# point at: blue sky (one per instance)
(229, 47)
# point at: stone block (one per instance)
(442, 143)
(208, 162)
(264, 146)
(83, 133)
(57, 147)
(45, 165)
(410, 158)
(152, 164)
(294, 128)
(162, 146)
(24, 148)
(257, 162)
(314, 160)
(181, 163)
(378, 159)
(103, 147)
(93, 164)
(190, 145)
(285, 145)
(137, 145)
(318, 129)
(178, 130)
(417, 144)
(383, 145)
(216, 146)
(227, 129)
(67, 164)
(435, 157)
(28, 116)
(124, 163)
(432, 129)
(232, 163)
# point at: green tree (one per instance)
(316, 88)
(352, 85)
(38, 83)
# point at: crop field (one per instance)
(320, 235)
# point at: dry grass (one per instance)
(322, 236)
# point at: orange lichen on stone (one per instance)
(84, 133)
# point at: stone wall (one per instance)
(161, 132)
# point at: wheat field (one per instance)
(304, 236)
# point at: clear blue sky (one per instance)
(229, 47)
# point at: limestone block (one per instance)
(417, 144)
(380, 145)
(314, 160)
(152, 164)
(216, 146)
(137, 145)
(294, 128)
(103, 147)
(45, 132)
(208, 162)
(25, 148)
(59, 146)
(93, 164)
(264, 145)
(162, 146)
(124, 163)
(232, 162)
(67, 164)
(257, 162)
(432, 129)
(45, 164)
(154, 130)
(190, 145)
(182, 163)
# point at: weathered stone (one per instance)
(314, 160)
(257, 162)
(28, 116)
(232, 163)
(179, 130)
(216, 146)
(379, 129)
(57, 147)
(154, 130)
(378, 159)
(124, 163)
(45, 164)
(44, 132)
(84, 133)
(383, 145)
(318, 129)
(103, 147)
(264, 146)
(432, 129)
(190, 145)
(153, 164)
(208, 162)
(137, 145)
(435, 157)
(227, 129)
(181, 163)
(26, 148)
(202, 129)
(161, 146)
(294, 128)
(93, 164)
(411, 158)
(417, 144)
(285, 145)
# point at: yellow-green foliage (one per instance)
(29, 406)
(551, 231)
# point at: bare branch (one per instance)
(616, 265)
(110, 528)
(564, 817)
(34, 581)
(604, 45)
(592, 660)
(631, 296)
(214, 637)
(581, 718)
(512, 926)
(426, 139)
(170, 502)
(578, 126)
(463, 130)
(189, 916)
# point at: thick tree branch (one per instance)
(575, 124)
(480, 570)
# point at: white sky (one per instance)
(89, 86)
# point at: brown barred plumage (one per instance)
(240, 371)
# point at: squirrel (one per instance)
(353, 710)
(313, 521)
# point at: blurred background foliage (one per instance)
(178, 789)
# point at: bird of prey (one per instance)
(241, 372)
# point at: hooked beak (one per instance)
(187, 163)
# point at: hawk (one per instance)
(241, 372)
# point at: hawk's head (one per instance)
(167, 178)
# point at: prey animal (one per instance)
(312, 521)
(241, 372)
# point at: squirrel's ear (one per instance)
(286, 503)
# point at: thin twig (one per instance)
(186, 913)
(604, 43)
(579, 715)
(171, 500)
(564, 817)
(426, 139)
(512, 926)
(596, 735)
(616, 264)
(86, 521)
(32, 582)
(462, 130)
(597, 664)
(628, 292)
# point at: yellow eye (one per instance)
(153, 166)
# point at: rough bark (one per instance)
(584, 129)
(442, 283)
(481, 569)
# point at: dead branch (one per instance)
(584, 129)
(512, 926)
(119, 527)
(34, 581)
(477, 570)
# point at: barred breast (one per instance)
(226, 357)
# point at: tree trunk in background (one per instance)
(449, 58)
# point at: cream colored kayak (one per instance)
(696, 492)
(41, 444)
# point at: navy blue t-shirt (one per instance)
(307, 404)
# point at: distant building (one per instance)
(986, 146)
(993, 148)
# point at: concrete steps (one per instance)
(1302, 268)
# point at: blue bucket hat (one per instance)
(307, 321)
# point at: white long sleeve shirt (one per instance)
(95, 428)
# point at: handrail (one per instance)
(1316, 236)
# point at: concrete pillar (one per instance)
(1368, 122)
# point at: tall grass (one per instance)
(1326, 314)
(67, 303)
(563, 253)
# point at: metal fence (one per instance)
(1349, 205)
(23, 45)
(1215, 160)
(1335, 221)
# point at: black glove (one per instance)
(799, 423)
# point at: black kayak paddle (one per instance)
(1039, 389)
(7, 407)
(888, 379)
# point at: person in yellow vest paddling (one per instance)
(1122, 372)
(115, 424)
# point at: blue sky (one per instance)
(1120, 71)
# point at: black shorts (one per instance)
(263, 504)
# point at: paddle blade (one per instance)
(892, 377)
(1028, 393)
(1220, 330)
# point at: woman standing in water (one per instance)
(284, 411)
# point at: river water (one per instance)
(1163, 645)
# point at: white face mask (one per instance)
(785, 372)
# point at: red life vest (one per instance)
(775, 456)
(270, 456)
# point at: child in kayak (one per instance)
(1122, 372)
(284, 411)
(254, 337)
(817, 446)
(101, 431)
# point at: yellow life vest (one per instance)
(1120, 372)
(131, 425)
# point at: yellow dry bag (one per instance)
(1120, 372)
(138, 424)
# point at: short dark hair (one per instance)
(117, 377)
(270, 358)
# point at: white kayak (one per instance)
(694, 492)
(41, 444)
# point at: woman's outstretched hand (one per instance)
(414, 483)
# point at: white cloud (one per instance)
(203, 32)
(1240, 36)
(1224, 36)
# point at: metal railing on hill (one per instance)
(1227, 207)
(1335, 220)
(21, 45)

---

• [STATED PROBLEM] Turn all of the data above into a JSON list of strings, one string per line, with blank lines left out.

• [RESULT]
[
  "# point at: blue sky (one per instance)",
  "(229, 47)",
  "# point at: stone block (one per instance)",
  "(442, 143)",
  "(208, 162)",
  "(264, 146)",
  "(83, 133)",
  "(57, 147)",
  "(45, 165)",
  "(410, 158)",
  "(152, 164)",
  "(294, 128)",
  "(162, 146)",
  "(24, 148)",
  "(257, 162)",
  "(314, 160)",
  "(181, 163)",
  "(378, 159)",
  "(103, 147)",
  "(93, 164)",
  "(190, 145)",
  "(285, 145)",
  "(137, 145)",
  "(318, 129)",
  "(178, 130)",
  "(417, 144)",
  "(383, 145)",
  "(216, 146)",
  "(227, 129)",
  "(67, 164)",
  "(435, 157)",
  "(28, 116)",
  "(124, 163)",
  "(432, 129)",
  "(232, 163)",
  "# point at: green tree (one per instance)",
  "(316, 88)",
  "(352, 85)",
  "(38, 83)",
  "# point at: crop field (one per instance)",
  "(320, 235)",
  "# point at: dry grass (one per instance)",
  "(322, 236)",
  "# point at: orange lichen on stone (one per instance)",
  "(84, 133)",
  "# point at: stone wall (one per instance)",
  "(161, 132)",
  "# point at: wheat field (one per instance)",
  "(304, 236)",
  "# point at: clear blue sky (one per instance)",
  "(229, 47)",
  "# point at: limestone block (one per instance)",
  "(417, 144)",
  "(380, 145)",
  "(314, 160)",
  "(152, 164)",
  "(216, 146)",
  "(137, 145)",
  "(294, 128)",
  "(103, 147)",
  "(45, 132)",
  "(208, 162)",
  "(25, 148)",
  "(59, 146)",
  "(93, 164)",
  "(264, 145)",
  "(162, 146)",
  "(124, 163)",
  "(232, 162)",
  "(67, 164)",
  "(257, 162)",
  "(432, 129)",
  "(45, 164)",
  "(154, 130)",
  "(190, 145)",
  "(182, 163)",
  "# point at: weathered stone (one per instance)",
  "(314, 160)",
  "(257, 162)",
  "(28, 116)",
  "(232, 163)",
  "(179, 130)",
  "(216, 146)",
  "(379, 129)",
  "(57, 147)",
  "(154, 130)",
  "(378, 159)",
  "(124, 163)",
  "(45, 164)",
  "(44, 132)",
  "(84, 133)",
  "(383, 145)",
  "(318, 129)",
  "(103, 147)",
  "(264, 146)",
  "(432, 129)",
  "(190, 145)",
  "(153, 164)",
  "(208, 162)",
  "(137, 145)",
  "(435, 157)",
  "(227, 129)",
  "(181, 163)",
  "(26, 148)",
  "(202, 129)",
  "(161, 146)",
  "(294, 128)",
  "(93, 164)",
  "(411, 158)",
  "(417, 144)",
  "(285, 145)",
  "# point at: yellow-green foliage (one per instance)",
  "(29, 406)",
  "(551, 231)",
  "# point at: bare branch (one per instance)",
  "(616, 265)",
  "(110, 528)",
  "(564, 817)",
  "(34, 581)",
  "(604, 45)",
  "(592, 660)",
  "(631, 296)",
  "(214, 637)",
  "(581, 718)",
  "(512, 926)",
  "(426, 139)",
  "(170, 502)",
  "(578, 126)",
  "(463, 130)",
  "(189, 916)",
  "# point at: thick tree branch (one per instance)",
  "(575, 124)",
  "(480, 570)",
  "# point at: white sky (one per instance)",
  "(89, 86)",
  "# point at: brown barred plumage (one per instance)",
  "(240, 371)",
  "# point at: squirrel (one per instance)",
  "(353, 710)",
  "(313, 521)",
  "# point at: blurred background foliage (one per instance)",
  "(178, 789)",
  "# point at: bird of prey (one per instance)",
  "(241, 372)",
  "# point at: hooked beak (one per instance)",
  "(187, 163)",
  "# point at: hawk (one per instance)",
  "(241, 372)",
  "# point at: hawk's head (one per instance)",
  "(167, 178)",
  "# point at: prey animal (one per instance)",
  "(312, 521)",
  "(241, 372)",
  "# point at: squirrel's ear (one per instance)",
  "(286, 503)",
  "# point at: thin twig (one per instance)",
  "(186, 913)",
  "(604, 43)",
  "(579, 715)",
  "(171, 500)",
  "(564, 817)",
  "(426, 139)",
  "(512, 926)",
  "(596, 735)",
  "(616, 264)",
  "(86, 521)",
  "(32, 582)",
  "(462, 130)",
  "(597, 664)",
  "(628, 292)",
  "# point at: yellow eye (one per instance)",
  "(153, 166)",
  "# point at: rough bark (one per instance)",
  "(584, 129)",
  "(442, 283)",
  "(481, 569)",
  "# point at: dead branch (one per instance)",
  "(584, 129)",
  "(512, 926)",
  "(119, 527)",
  "(34, 581)",
  "(477, 570)",
  "# point at: barred breast (one per instance)",
  "(226, 357)",
  "# point at: tree trunk in background (one per instance)",
  "(449, 58)",
  "# point at: cream colored kayak (one per instance)",
  "(696, 492)",
  "(41, 444)",
  "# point at: navy blue t-shirt (one per instance)",
  "(307, 404)",
  "# point at: distant building (one per instance)",
  "(986, 146)",
  "(993, 148)",
  "# point at: concrete steps (one per instance)",
  "(1302, 268)",
  "# point at: blue bucket hat (one per instance)",
  "(307, 321)",
  "# point at: white long sleeve shirt (one per instance)",
  "(95, 428)",
  "# point at: handrail (one per instance)",
  "(1316, 236)",
  "# point at: concrete pillar (one per instance)",
  "(1368, 122)",
  "# point at: tall grass (one per instance)",
  "(1326, 314)",
  "(67, 303)",
  "(563, 253)",
  "# point at: metal fence (one per instance)",
  "(1349, 205)",
  "(23, 45)",
  "(1215, 160)",
  "(1335, 221)",
  "# point at: black glove (one per instance)",
  "(799, 423)",
  "# point at: black kayak paddle (one per instance)",
  "(1039, 389)",
  "(7, 407)",
  "(888, 379)",
  "# point at: person in yellow vest paddling (one per instance)",
  "(1122, 372)",
  "(115, 424)",
  "# point at: blue sky (one per instance)",
  "(1120, 71)",
  "# point at: black shorts (one per instance)",
  "(263, 504)",
  "# point at: paddle blade (one per instance)",
  "(892, 377)",
  "(1028, 393)",
  "(1220, 330)",
  "# point at: woman standing in water (one per instance)",
  "(284, 411)",
  "# point at: river water (one per instance)",
  "(1163, 645)",
  "# point at: white face mask (one per instance)",
  "(785, 372)",
  "# point at: red life vest (one per instance)",
  "(775, 456)",
  "(270, 456)",
  "# point at: child in kayak (one per instance)",
  "(1122, 372)",
  "(284, 411)",
  "(254, 337)",
  "(817, 446)",
  "(101, 431)",
  "# point at: yellow life vest (one per instance)",
  "(1120, 372)",
  "(131, 425)",
  "# point at: yellow dry bag (one per instance)",
  "(1120, 372)",
  "(138, 424)",
  "# point at: short dark hair (one per instance)",
  "(117, 377)",
  "(270, 358)",
  "# point at: white kayak (one per instance)",
  "(694, 492)",
  "(41, 444)",
  "# point at: woman's outstretched hand (one per instance)",
  "(414, 483)",
  "# point at: white cloud (one per instance)",
  "(203, 32)",
  "(1240, 36)",
  "(1224, 36)",
  "# point at: metal railing on hill (one per instance)",
  "(1227, 207)",
  "(1335, 220)",
  "(21, 45)"
]